#### Short task
Quote the listing below word for word, beginning with the line that contains "For the person standing on pool" and continuing through the last line of the listing.

==== Records to use

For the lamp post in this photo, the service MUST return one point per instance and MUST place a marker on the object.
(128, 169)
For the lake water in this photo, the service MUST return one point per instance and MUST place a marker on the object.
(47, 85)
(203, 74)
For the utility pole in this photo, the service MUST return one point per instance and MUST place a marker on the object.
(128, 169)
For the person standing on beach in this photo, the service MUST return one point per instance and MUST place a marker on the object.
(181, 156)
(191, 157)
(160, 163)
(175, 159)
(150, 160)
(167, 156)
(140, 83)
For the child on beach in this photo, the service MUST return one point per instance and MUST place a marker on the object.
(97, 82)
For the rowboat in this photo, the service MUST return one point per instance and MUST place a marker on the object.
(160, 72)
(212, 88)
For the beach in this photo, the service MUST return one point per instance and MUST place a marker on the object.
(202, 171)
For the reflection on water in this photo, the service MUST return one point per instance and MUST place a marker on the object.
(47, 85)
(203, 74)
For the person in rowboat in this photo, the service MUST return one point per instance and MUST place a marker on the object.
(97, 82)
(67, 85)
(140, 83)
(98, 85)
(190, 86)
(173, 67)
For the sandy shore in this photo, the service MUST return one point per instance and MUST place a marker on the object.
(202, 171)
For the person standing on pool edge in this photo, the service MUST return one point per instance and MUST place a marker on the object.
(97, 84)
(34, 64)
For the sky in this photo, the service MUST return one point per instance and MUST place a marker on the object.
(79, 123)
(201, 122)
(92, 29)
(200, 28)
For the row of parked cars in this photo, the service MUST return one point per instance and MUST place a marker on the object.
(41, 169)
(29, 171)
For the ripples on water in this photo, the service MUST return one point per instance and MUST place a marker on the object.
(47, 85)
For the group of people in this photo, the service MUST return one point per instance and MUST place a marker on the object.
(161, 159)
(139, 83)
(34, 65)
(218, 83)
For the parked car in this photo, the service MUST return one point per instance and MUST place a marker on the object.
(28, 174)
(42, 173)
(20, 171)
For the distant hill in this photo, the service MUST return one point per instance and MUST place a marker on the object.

========

#### Output
For the person standing on pool edge in this photo, the service MUST return one point per instance and MUST place a marker on the object.
(97, 84)
(34, 64)
For the sky in this photo, the service MUST return one point per instance and MUST place a marker on the object.
(79, 123)
(201, 122)
(92, 29)
(200, 28)
For the row of parked cars in this photo, the service MUST return one point per instance and MUST place a marker on the object.
(41, 169)
(29, 171)
For the ripples on water in this photo, the service MUST return one point per instance and MUST place a marker on the object.
(47, 85)
For the group of people in this photo, the service MUST return one point per instance and MUST place a marker on the object.
(161, 159)
(139, 83)
(34, 65)
(218, 83)
For the parked car in this photo, the service MUST return one point per instance and MUST place a marker on the object.
(28, 174)
(42, 173)
(20, 171)
For the distant hill in this photo, the service MUST return one point per instance and MUST place a marker on the object.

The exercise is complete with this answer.